■ Exercise details: In the passage about a visit from Mom and Dad, what things did Mom bring that she felt were not needed?

■ Passage provided:
------

Mom and Dad’s visit came and went, passing by like a tepid breeze, quickly washing over us with warmth and love, then gently disappearing just as it had come. The sounds of laughter, joy and freedom, still echoed in our home long after they had gone. For a short time I went back to being a child, my mother’s child, she coddled me, forced me to sit and relax. They cooked the daily meals, bought groceries, picked up the house and pampered me. It was a strange feeling to have helping hands around the house, at first I resisted. After a few days I surrendered as my aching feet and back were happy to have the rest. Mom brought me things she felt were not needed, frivolous and lovely, scented lotions, floral notebooks, calendars and candles. I tucked them away for another day and treasured them each time I opened my dresser drawer. For those weeks full of tender moments I was special, I was once again loved.

------

■ Dataset excerpts:
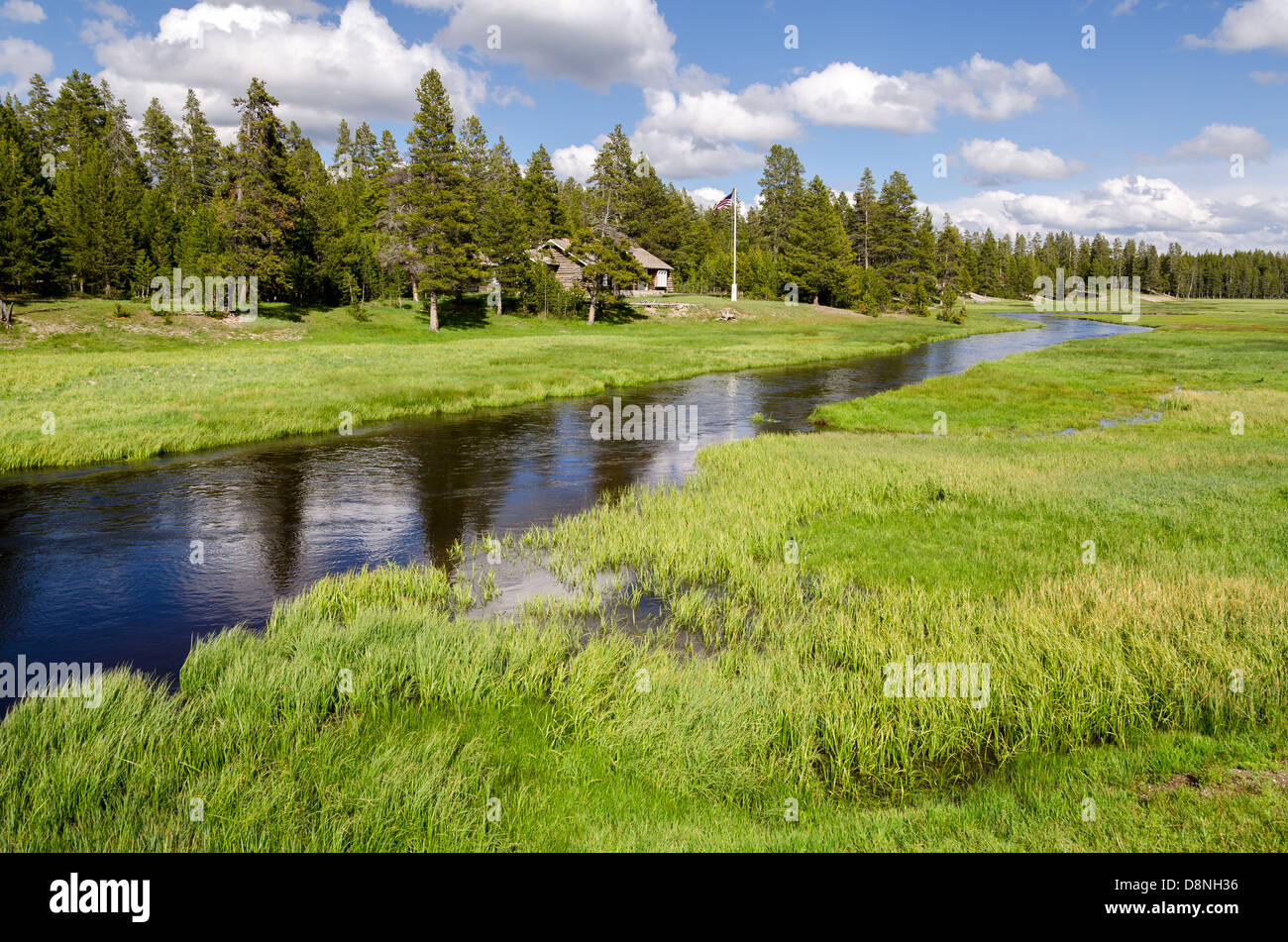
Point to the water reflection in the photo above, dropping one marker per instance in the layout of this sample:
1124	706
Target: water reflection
97	564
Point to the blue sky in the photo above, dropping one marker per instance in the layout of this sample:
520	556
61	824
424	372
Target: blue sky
1172	126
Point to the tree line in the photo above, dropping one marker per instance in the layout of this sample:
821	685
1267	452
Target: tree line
90	206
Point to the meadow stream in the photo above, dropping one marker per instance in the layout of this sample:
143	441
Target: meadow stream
99	563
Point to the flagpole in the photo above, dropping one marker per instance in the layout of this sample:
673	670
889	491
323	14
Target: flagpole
733	295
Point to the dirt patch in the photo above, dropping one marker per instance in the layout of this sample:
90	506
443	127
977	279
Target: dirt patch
1237	782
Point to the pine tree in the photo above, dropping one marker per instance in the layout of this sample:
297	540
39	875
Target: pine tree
894	232
606	263
782	188
24	236
818	257
541	197
864	209
612	179
502	228
262	201
434	201
201	155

------

■ Response to this exercise: Scented lotions, floral notebooks, calendars and candles.